* What to do *
1. Summarize the interview with Ellie Midwood in two sentences.
2. Extend the interview with Ellie Midwood, picking up right after its final line.

* Document text *
[start]

#ASI: Ellie Midwood

Ellie Midwood is a New York based author who loves writing about her city and its people. She’s a health obsessed yoga enthusiast, a neat freak, an adventurer, Nazi Germany history expert, polyglot, philosopher, a proud Jew and a doggie mama.
Ellie lives in Brooklyn with her fiancé and their Chihuahua named Shark Bait.

Discuss your newest book.

My newest book is called “The Austrian” and it tells a story of the highest SS leader, tried by the International Military Tribunal in Nuremberg, Ernst Kaltenbrunner. It’s not your average WWII story, it’s extremely angsty and emotional due to the psychological state of the protagonist, incarcerated in Nuremberg, who already knows what awaits him. However, even though many perceive him to be a cold blooded murderer, the story that unravels in front of the readers’ eyes shows a very different side of him. I love writing about deeply troubled, conflicted characters, and Ernst was just a perfect protagonist in this sense. Sounds very interesting! I love reading books revolving around WWII.


Do you recall how your interest in writing originated?

I’ve always been writing, as long as I can remember. I guess my love for reading and writing came from my mother – she is a librarian and used to write poems herself. It is a creative gene, I guess.

What are your current projects?

I’m currently working on book two in “The Austrian” series. Ernst’s story is a very lengthy one, and I didn’t want to put everything into a 700-page book, so I had to separate it into three parts, like I did with my previous series, “The Girl from Berlin.” If book one explored the theme of how one gets involved with something as vile as the Nazi Party and his reasons for it, the second one shows a more doubtful protagonist, who starts opening his eyes to all the bloodshed and atrocities he involuntarily gets involved with. And it’s also in the second part, where he falls in love with a Jewish girl, Annalise, the protagonist of “The Girl from Berlin” series. So there’s definitely going to be a lot of romance inter-weaved with the spy intrigues and politics.

What books have most influenced your life most?

Not my life, but my writing. This would definitely be my all-time favorite “The Kommandant’s Mistress” by Alexandria Constantinova Szeman, the one that inspired me to write “The Girl from Berlin” series. It’s a story of a Jewish girl who is forced to serve as a sex slave to the commandant of one of the concentration camps in occupied Poland. It’s a brilliant work from the psychological point of view, showing the twisted relationship of the victim, and the one who’s in power. It’s written in a stream of consciousness technique, which also adds much more depth to the emotional state of both characters. I keep re-reading it from time to time, and it still amazes me how sharply and unapologetically it’s written. Wow.

[end]

* Supplied entries *
[start]

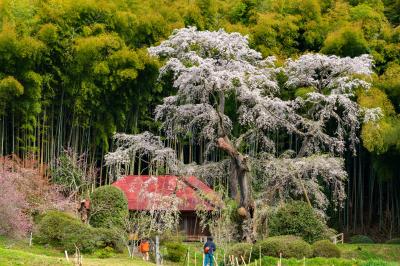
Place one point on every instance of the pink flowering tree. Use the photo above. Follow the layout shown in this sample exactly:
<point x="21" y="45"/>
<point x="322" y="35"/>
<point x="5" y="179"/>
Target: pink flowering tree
<point x="210" y="70"/>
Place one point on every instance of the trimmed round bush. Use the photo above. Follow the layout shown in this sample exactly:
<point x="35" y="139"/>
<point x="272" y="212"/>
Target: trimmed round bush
<point x="61" y="230"/>
<point x="104" y="253"/>
<point x="289" y="246"/>
<point x="393" y="241"/>
<point x="299" y="219"/>
<point x="108" y="207"/>
<point x="361" y="239"/>
<point x="175" y="251"/>
<point x="241" y="249"/>
<point x="326" y="249"/>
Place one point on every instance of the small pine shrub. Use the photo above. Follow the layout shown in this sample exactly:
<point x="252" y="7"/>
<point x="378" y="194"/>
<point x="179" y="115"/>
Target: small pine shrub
<point x="241" y="249"/>
<point x="361" y="239"/>
<point x="393" y="241"/>
<point x="175" y="251"/>
<point x="299" y="219"/>
<point x="61" y="230"/>
<point x="109" y="207"/>
<point x="326" y="249"/>
<point x="289" y="246"/>
<point x="104" y="253"/>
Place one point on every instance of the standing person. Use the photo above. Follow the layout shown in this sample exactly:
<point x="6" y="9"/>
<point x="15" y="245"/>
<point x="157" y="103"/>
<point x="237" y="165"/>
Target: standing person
<point x="144" y="248"/>
<point x="209" y="249"/>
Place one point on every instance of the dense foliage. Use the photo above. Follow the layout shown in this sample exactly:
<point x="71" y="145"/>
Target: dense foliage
<point x="239" y="250"/>
<point x="74" y="72"/>
<point x="326" y="249"/>
<point x="361" y="239"/>
<point x="25" y="193"/>
<point x="288" y="246"/>
<point x="108" y="207"/>
<point x="61" y="230"/>
<point x="297" y="218"/>
<point x="176" y="251"/>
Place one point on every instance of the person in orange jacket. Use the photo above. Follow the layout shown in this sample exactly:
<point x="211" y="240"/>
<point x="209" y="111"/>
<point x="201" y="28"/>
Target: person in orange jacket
<point x="144" y="248"/>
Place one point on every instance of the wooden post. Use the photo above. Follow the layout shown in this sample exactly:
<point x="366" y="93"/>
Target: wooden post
<point x="216" y="263"/>
<point x="158" y="259"/>
<point x="243" y="260"/>
<point x="251" y="250"/>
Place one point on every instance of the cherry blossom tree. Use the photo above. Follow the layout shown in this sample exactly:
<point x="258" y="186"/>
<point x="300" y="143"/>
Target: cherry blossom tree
<point x="210" y="70"/>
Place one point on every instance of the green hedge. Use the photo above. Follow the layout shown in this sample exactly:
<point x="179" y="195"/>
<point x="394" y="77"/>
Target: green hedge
<point x="242" y="249"/>
<point x="297" y="218"/>
<point x="176" y="251"/>
<point x="61" y="230"/>
<point x="326" y="249"/>
<point x="393" y="241"/>
<point x="361" y="239"/>
<point x="289" y="246"/>
<point x="109" y="207"/>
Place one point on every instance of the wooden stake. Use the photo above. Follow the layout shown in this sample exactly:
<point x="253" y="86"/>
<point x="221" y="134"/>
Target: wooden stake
<point x="251" y="250"/>
<point x="30" y="240"/>
<point x="243" y="260"/>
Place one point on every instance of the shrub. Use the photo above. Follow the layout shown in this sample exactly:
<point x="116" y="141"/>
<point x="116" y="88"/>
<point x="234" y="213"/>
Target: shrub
<point x="61" y="230"/>
<point x="361" y="239"/>
<point x="297" y="218"/>
<point x="175" y="251"/>
<point x="108" y="207"/>
<point x="104" y="253"/>
<point x="241" y="249"/>
<point x="289" y="246"/>
<point x="393" y="241"/>
<point x="326" y="249"/>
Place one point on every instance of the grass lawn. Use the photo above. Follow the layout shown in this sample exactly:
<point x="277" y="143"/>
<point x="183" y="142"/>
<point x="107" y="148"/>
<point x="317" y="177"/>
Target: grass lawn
<point x="371" y="251"/>
<point x="19" y="253"/>
<point x="352" y="254"/>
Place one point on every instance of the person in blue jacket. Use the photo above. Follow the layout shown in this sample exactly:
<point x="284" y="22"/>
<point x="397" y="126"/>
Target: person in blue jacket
<point x="209" y="249"/>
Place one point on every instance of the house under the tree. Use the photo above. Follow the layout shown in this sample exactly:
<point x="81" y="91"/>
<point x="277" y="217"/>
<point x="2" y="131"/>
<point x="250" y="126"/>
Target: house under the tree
<point x="192" y="194"/>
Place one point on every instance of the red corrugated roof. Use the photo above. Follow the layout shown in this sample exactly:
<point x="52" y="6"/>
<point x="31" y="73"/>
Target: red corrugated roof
<point x="157" y="192"/>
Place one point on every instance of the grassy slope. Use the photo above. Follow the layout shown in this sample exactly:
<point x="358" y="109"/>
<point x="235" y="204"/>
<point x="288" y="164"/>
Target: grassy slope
<point x="19" y="253"/>
<point x="371" y="251"/>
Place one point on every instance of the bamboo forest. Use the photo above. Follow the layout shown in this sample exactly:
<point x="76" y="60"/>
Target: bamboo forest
<point x="262" y="113"/>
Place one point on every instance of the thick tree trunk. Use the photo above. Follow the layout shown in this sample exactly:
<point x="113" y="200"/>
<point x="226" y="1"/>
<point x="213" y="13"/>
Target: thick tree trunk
<point x="240" y="181"/>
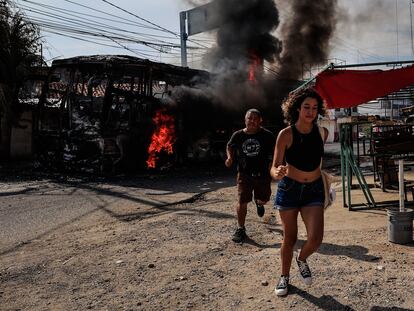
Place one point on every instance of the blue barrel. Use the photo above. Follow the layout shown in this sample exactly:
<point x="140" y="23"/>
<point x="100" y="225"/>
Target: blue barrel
<point x="400" y="226"/>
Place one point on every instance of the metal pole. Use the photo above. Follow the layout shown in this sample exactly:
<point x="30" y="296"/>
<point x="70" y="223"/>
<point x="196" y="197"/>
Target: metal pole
<point x="183" y="37"/>
<point x="401" y="184"/>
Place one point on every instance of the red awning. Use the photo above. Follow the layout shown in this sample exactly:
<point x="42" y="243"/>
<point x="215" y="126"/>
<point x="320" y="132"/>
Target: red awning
<point x="349" y="88"/>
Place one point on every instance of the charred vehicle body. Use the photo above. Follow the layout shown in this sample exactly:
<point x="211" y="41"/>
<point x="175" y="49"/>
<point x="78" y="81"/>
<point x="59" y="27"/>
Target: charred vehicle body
<point x="95" y="112"/>
<point x="112" y="113"/>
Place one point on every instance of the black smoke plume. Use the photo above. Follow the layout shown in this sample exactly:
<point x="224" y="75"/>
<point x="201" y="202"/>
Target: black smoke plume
<point x="305" y="35"/>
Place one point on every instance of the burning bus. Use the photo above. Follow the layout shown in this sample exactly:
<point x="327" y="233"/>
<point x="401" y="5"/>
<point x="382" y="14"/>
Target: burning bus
<point x="121" y="113"/>
<point x="96" y="112"/>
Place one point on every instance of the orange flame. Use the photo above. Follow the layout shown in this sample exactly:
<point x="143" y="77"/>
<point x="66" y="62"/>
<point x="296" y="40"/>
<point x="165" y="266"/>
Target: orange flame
<point x="163" y="137"/>
<point x="255" y="64"/>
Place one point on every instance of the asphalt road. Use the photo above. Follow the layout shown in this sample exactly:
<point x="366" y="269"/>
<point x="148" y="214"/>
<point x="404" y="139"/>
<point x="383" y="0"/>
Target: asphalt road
<point x="31" y="209"/>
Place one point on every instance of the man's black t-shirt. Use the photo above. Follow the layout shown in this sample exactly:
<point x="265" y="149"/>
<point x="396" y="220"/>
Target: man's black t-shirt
<point x="254" y="152"/>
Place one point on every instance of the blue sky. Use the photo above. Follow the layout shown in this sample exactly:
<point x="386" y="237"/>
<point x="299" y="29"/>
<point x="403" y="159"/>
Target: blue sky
<point x="367" y="31"/>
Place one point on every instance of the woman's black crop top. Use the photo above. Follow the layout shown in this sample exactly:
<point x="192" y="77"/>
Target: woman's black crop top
<point x="306" y="150"/>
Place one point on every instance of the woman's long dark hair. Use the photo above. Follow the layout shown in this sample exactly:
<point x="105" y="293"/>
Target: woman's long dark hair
<point x="291" y="104"/>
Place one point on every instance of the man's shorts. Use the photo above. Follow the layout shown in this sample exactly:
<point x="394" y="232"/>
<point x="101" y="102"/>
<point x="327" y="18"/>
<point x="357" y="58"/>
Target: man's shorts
<point x="248" y="184"/>
<point x="293" y="194"/>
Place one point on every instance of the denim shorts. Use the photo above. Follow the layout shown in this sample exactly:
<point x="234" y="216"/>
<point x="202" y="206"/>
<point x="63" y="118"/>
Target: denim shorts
<point x="259" y="185"/>
<point x="293" y="194"/>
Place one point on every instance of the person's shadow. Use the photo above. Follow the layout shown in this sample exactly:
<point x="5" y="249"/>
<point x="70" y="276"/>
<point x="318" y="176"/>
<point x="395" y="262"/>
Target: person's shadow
<point x="389" y="309"/>
<point x="352" y="251"/>
<point x="325" y="302"/>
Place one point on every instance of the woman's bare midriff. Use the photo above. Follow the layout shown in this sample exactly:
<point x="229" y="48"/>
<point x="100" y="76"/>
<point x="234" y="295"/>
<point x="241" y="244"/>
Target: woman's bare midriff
<point x="301" y="176"/>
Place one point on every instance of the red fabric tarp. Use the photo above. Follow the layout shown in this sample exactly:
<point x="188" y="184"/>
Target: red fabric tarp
<point x="349" y="88"/>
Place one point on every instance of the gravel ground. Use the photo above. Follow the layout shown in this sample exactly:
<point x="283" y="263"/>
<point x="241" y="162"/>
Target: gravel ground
<point x="163" y="243"/>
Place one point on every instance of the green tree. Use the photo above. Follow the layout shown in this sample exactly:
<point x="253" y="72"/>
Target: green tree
<point x="19" y="43"/>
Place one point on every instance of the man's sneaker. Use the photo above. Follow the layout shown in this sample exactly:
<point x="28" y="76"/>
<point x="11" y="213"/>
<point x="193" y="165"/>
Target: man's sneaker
<point x="281" y="288"/>
<point x="260" y="209"/>
<point x="304" y="271"/>
<point x="239" y="235"/>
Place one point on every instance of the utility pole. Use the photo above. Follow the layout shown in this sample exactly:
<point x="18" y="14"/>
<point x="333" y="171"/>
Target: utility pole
<point x="183" y="37"/>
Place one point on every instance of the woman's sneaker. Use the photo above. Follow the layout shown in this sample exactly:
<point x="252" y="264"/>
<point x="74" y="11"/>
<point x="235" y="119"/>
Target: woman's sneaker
<point x="239" y="235"/>
<point x="304" y="271"/>
<point x="282" y="286"/>
<point x="260" y="209"/>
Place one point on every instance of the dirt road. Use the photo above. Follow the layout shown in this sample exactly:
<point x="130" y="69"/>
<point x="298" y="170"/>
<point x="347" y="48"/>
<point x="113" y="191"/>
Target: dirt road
<point x="163" y="243"/>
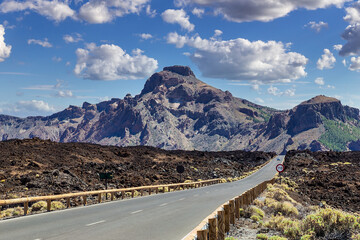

[end]

* Final results *
1. Ellie Midwood, a New York based author who lives in Brooklyn, describes her newest book, “The Austrian,” which tells the story of SS leader Ernst Kaltenbrunner while he is incarcerated in Nuremberg, and says she is now working on book two of the series, which is split into three parts. She traces her love of reading and writing to her mother, a librarian who wrote poems, and names “The Kommandant’s Mistress” by Alexandria Constantinova Szeman as the book that has most influenced her writing.

2.
Give us an insight into your main character. What does he/she do that is so special?

He’s a deeply conflicted character, not the normal protagonist that the reader is supposed to like. He tells his story without holding anything back, horrified with his own actions and trying to understand how he came to be this monster when he had only the noble goals in the beginning. He is an SS leader, who was fighting with Hitler himself against the extermination program. He was trying to drown his conscience in a bottle of whiskey and was constantly torn apart by his desire to protect the soldiers under his command, and at the same time hated his own leaders, who made him become what he hated to be – one of the main executioners of the German Reich. This constant psychological inner struggle makes him extremely interesting.

Is there a message in your novel that you want readers to grasp?

Absolutely. The main theme of book one explores the subject of how easy it is to follow the wrong leaders and fall under the wrong influence. Ernst’s country, Austria, was devastated after WWI; the impossible retributions, imposed by the Versailles Treaty, brought many people towards starvation. That’s when the Nazi Party got a hold of both nations, and, playing on people’s fears and anger, took over power so easily. You can easily draw a parallel with what’s going on in the United States right now.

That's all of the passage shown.